As We See It

Red-carpet blues

The star-studded event in Las Vegas isn’t what it used to be

Image
Illustration: Colleen Wang

A few years ago, Lindsay, Britney and Paris were regulars on the red carpets at Las Vegas nightclubs. This packed the clubs and also created a boom for freelance writers and photographers. National media would regularly pay local press to gather quotes and photos from top names in music, movies, sports and celebrity culture as they worked a Vegas red carpet.

According to two photographers who competed and banked during the boom years, the golden period began in 2005 (with the opening of Tao, the year after Pure) and ended early last year (around when the IRS visited Pure). One of the photographers has now opened a studio due in part to the drop-off in paid red-carpet assignments; the other barely goes to those events anymore. “I don’t want to be mean,” one of them says, “but now it is lesser celebrities and lesser media. The big nationals are not interested in the names now coming to Vegas.”

Nowadays, a celebrity host is more likely to be a Playboy centerfold from a few years back, a porn star or a loser from a middling reality show. Not only do they need last names, they also need an explanation of their fame. And so the press release for a recent Saturday event at Prive noted repeatedly that host was “actress Teri Polo, star of Meet The Fockers”; that movie came out in 2004.

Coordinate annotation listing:

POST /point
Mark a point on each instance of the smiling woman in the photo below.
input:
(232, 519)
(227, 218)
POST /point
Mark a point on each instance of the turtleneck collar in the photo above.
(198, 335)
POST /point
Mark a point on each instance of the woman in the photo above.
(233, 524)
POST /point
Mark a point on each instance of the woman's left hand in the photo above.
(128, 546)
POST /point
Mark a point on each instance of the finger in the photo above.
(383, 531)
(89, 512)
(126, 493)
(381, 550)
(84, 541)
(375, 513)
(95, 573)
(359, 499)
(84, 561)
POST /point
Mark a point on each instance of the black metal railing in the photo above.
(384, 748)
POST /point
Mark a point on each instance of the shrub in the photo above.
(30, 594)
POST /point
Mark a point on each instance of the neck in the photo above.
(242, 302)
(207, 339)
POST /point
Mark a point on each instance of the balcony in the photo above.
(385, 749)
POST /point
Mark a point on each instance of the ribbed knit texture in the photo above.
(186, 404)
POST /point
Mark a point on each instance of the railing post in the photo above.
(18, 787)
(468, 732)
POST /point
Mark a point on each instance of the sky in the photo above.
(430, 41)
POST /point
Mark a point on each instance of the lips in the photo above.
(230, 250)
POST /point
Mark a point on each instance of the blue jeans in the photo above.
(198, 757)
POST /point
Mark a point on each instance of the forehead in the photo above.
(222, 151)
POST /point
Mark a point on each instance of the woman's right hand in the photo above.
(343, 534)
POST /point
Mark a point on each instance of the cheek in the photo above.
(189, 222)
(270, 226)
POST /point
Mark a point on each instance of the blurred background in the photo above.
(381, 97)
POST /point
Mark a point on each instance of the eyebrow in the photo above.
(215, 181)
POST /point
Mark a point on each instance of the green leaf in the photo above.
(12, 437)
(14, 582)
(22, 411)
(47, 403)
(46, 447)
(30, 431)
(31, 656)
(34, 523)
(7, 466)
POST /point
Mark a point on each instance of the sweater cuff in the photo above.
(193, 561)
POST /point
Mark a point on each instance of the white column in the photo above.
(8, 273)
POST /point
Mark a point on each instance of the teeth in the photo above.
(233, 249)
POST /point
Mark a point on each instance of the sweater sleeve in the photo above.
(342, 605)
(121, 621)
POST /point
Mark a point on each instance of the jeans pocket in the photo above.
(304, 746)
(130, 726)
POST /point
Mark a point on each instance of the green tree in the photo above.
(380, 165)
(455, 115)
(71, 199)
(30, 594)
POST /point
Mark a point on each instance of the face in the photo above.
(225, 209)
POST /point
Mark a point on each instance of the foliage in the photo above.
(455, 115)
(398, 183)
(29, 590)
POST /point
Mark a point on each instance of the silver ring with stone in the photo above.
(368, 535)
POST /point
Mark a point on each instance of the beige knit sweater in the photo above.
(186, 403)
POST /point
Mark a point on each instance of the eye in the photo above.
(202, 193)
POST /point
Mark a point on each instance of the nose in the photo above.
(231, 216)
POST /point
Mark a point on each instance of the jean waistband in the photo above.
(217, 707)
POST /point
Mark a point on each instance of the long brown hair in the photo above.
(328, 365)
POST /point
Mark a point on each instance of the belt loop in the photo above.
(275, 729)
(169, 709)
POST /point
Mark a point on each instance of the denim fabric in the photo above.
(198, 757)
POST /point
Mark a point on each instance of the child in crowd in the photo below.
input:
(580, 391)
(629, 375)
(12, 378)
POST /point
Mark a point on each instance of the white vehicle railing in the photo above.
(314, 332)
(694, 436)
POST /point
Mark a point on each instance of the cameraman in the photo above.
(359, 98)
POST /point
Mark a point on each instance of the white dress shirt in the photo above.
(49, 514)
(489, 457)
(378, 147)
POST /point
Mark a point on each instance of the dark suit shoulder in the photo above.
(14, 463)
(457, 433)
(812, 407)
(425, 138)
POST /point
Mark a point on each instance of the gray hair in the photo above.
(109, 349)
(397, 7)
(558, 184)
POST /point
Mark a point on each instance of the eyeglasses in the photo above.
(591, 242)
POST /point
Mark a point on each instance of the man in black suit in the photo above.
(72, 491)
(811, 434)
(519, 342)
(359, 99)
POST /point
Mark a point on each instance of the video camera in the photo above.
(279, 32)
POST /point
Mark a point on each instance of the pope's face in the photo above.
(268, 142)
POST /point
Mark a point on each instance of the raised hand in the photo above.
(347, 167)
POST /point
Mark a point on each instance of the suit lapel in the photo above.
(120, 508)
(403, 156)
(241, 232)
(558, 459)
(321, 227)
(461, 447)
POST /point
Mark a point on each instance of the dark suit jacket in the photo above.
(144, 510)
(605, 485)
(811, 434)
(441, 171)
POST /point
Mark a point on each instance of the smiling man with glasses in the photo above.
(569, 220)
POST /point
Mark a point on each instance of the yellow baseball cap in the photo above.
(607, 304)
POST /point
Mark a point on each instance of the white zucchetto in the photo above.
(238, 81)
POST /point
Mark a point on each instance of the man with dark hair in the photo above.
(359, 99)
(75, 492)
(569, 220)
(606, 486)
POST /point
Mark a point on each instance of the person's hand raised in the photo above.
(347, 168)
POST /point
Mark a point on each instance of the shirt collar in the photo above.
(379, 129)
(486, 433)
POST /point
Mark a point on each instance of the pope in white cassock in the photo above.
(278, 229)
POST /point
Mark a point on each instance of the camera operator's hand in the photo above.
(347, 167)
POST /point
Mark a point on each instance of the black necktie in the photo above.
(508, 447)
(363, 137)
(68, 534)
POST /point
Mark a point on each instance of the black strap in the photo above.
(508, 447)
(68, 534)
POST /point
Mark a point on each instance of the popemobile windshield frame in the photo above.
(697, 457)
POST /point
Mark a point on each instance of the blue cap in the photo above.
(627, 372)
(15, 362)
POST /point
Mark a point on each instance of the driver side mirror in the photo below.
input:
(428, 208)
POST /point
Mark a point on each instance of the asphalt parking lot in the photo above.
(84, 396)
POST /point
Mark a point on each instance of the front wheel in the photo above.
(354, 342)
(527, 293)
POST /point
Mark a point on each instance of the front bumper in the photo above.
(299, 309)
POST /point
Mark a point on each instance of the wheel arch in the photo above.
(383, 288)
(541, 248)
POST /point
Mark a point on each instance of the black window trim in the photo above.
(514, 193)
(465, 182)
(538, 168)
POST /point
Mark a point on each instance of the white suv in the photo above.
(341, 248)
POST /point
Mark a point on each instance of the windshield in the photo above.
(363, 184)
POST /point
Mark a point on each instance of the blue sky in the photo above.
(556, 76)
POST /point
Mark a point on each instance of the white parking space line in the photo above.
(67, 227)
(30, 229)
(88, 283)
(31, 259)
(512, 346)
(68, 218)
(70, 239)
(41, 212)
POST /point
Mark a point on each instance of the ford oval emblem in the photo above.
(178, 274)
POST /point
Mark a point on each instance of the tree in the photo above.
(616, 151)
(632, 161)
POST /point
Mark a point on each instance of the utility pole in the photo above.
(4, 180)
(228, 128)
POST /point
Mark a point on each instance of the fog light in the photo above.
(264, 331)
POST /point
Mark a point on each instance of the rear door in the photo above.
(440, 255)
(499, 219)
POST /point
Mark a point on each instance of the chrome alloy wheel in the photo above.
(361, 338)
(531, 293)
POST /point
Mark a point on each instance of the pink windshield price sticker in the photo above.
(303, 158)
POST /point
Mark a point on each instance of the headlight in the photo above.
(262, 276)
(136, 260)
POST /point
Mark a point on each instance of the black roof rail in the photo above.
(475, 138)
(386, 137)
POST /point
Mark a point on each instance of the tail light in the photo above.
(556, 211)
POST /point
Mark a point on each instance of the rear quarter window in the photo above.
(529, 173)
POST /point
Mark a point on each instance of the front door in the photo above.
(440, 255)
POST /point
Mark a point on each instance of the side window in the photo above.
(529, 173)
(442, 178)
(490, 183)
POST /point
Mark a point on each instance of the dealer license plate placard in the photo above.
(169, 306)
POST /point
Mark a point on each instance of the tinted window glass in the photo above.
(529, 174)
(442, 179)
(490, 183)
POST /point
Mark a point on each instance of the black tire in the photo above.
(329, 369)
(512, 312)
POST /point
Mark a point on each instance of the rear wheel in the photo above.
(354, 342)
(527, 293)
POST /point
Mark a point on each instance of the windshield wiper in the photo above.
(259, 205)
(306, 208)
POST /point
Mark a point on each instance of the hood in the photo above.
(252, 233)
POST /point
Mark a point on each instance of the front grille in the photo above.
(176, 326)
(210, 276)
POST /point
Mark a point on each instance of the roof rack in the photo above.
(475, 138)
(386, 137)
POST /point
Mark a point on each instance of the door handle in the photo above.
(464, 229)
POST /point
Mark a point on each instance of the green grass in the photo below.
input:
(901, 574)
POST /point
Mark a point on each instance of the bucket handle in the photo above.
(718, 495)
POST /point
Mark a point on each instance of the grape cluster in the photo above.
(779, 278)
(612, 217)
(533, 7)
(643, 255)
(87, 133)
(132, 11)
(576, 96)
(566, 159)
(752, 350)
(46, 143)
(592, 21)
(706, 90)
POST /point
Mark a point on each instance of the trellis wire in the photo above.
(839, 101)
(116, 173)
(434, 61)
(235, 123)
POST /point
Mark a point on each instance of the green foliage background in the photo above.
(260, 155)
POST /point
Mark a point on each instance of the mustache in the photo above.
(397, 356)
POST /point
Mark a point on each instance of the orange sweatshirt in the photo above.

| Written problem |
Resume the article about the decline of Las Vegas red-carpet events from the point where it stops. The listing was taken from a separate source.

| Exercise answer |
Why the shift away from household names? According to two nightclub insiders, appearance fees given to stars have been cut significantly. The six-figure payments possible in 2006 have fallen to the low end of the five-figure range. “All the clubs still go all-out for a New Year’s Eve,” one insider says, “but not for just a regular weeknight anymore. It isn’t worth the money.”

Oddly, as the nightclub insiders and local press confirm, there are now more red carpets each week and more press covering those events than ever. The reason, says a freelancer for a national entertainment weekly who has almost stopped covering red carpets, is that now anyone with a website can get a press pass. “We have a lot of what I would call fake red carpets.” If the stars are not that famous, the teeming press hordes have fattened with bloggers, new-media reporters and freelancers hoping to sell a photo or quote.

“I knew exactly when to quit the red carpets,” says one of the photographers. “It happened the night I went to an event and the credentialed photographer next to me was using a cell-phone camera.”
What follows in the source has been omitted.